::: Kutipan teks :::

Awal abad ke-19, George
Culley mengawinkan sapi lokal Belgia dengan sapi Inggris. Sapi asal Belgia ini biasa
disebut dengan Belgian Blue atau Super Cow. Super Cow merupakan produk
transgenik dan mengalami mutasi sehingga memiliki penampilan yang berbeda
dengan sapi-sapi lain. Terdapat otot-otot yang menonjol di seluruh permukaannya,
atau biasa disebut double muscling.
Daging yang dihasilkan
Super Cow pun sangat banyak. Berkurangnya stok daging dan meningkatnya harga
daging yang sangat pesat di Indonesia, memunculkan isu akan dicanangkannya impor
daging Super Cow. Padahal organisme hasil mutasi dikhawatirkan memiliki protein
yang tidak cocok dengan manusia. Lalu, layakkah Super Cow dikonsumsi oleh masyarakat
Indonesia?
Sejenak menoleh ke
persoalan lain, sapi Wagyu yang berasal dari Jepang tidak boleh langsung dibawa
ke Indonesia, tetapi Indonesia harus mengimpornya dari Australia. Sebenarnya
Indonesia mampu memperoleh sapi Wagyu langsung dari asalnya, tapi adakah politik
dagang yang membatasi hal tersebut sehingga harus melalui sirkulasi yang rumit,
dari Jepang, ke Australia, baru ke Indonesia?
Melihat hal lain, Sapi
Brahman Cross asli yang dipelihara di Eropa dapat melahirkan berkali-kali dan
dapat dipelihara lebih dari 5 tahun. Akan tetapi kenapa sapi Brahman Cross yang
dipelihara di Indonesia tidak dapat berproduksi seperti di daerah asalnya.
Selalu saja manajemen dari peternak Indonesia yang dijadikan alibi kegagalan
produksi. Ataukah ternak tersebut sudah mengalami modifikasi genetik (Genetically Modified Organism/GMO) dalam
hal reproduksinya?
Negara Eropa merupakan
negara yang sangat maju, GMO bisa saja dilakukan. Ternak yang berada di negara
asal mungkin saja dapat berbeda dengan ternak yang dikirimkan ke Indonesia. Pemerintah
Indonesia harus lebih bijak dalam pengambilan keputusan untuk penetapan suatu
kebijakan. Belajar dari banyaknya kejadian masa lalu mengenai komoditas ternak
hasil impor, akankah impor daging Super Cow benar akan dilakukan?

:::

(Tugas Anda): Bisakah Anda menyalin bagian teks tentang sapi Super Cow di atas, dari "Melihat hal lain, Sapi" hingga "di daerah asalnya.", termasuk kedua ujungnya?

::: Informasi yang diberikan :::

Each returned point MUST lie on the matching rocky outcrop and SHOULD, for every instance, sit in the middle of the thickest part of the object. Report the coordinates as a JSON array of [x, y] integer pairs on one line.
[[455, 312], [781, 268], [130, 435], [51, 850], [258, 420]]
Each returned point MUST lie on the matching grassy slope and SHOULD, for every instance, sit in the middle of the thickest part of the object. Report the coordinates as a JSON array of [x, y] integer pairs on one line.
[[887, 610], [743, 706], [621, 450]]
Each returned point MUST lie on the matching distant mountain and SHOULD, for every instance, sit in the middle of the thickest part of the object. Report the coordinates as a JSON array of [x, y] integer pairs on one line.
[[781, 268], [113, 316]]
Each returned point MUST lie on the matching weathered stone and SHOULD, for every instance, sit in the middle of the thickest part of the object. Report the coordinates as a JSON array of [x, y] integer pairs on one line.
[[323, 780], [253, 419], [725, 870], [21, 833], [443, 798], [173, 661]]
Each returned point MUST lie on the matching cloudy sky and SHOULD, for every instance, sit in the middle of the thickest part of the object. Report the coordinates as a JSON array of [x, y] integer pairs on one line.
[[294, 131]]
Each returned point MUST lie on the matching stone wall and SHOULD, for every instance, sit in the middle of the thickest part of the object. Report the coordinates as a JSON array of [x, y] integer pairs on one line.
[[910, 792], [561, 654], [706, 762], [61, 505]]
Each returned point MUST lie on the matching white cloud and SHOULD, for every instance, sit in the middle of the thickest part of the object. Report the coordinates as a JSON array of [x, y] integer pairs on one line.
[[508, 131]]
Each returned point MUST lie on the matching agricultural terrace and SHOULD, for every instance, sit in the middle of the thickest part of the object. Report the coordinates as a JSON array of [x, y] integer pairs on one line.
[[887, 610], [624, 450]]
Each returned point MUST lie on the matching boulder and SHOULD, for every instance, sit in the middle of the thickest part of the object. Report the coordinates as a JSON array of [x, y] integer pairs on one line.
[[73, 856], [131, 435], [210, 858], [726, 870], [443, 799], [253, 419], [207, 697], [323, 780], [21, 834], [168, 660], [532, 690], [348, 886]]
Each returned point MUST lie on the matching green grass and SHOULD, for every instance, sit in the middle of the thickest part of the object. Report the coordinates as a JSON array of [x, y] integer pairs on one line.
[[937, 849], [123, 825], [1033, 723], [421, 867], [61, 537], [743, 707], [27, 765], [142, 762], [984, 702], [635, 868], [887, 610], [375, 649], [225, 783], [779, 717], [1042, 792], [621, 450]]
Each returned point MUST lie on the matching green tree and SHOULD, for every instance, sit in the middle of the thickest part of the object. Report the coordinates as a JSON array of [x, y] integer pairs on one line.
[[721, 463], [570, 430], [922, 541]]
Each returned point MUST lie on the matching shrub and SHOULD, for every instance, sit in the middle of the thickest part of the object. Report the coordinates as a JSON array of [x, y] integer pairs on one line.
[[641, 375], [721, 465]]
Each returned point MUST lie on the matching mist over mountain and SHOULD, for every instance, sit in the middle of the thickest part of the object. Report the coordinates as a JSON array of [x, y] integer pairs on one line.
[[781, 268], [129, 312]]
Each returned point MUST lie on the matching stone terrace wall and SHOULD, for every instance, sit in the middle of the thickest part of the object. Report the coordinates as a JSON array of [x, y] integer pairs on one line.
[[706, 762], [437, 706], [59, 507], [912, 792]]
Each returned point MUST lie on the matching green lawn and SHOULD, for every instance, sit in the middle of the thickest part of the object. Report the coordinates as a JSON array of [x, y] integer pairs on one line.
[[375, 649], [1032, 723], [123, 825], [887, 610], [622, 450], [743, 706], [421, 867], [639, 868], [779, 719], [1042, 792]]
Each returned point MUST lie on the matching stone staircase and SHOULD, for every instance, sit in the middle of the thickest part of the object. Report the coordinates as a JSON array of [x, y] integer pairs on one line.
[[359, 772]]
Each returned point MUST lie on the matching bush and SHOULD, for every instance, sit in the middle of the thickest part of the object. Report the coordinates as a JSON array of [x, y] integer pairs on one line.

:::

(Hasil berikut):
Melihat hal lain, Sapi
Brahman Cross asli yang dipelihara di Eropa dapat melahirkan berkali-kali dan
dapat dipelihara lebih dari 5 tahun. Akan tetapi kenapa sapi Brahman Cross yang
dipelihara di Indonesia tidak dapat berproduksi seperti di daerah asalnya.